[BEGIN GIVEN INFORMATION]

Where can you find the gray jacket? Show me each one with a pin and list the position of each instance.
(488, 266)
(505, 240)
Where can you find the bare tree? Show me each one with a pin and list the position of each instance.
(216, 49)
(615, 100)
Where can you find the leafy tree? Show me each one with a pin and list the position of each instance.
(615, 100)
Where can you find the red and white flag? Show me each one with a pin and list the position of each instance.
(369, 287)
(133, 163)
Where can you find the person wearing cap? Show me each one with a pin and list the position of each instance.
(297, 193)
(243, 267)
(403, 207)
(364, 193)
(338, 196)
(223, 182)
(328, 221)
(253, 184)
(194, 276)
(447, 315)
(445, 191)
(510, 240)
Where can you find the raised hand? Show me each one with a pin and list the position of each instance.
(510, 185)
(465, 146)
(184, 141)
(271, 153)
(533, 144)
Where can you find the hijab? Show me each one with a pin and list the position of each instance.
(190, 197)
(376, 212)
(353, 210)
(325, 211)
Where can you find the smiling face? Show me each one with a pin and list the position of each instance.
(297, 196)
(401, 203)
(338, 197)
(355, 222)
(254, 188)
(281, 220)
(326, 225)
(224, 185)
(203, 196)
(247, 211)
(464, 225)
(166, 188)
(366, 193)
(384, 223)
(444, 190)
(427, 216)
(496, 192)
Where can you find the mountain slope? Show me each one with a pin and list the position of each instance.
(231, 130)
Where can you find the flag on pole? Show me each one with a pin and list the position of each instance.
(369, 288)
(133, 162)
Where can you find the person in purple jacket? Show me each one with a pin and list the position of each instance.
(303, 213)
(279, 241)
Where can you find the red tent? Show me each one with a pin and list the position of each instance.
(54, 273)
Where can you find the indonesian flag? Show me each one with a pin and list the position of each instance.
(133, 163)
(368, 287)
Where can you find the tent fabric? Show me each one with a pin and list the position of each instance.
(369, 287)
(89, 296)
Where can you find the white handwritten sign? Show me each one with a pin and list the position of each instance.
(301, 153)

[END GIVEN INFORMATION]

> [AIM OF THE EXERCISE] Copy out the items from the line containing "Where can you find the tent" through the end, swapping "tent fabric" for "tent canvas" and leaving everything else unchanged.

> [RESPONSE TO THIS EXERCISE]
Where can you find the tent canvas? Show me each one with a pin and list the position of each instance.
(369, 287)
(89, 296)
Where can you find the white handwritten sign? Show me each one with a pin and list the position of each instance.
(301, 153)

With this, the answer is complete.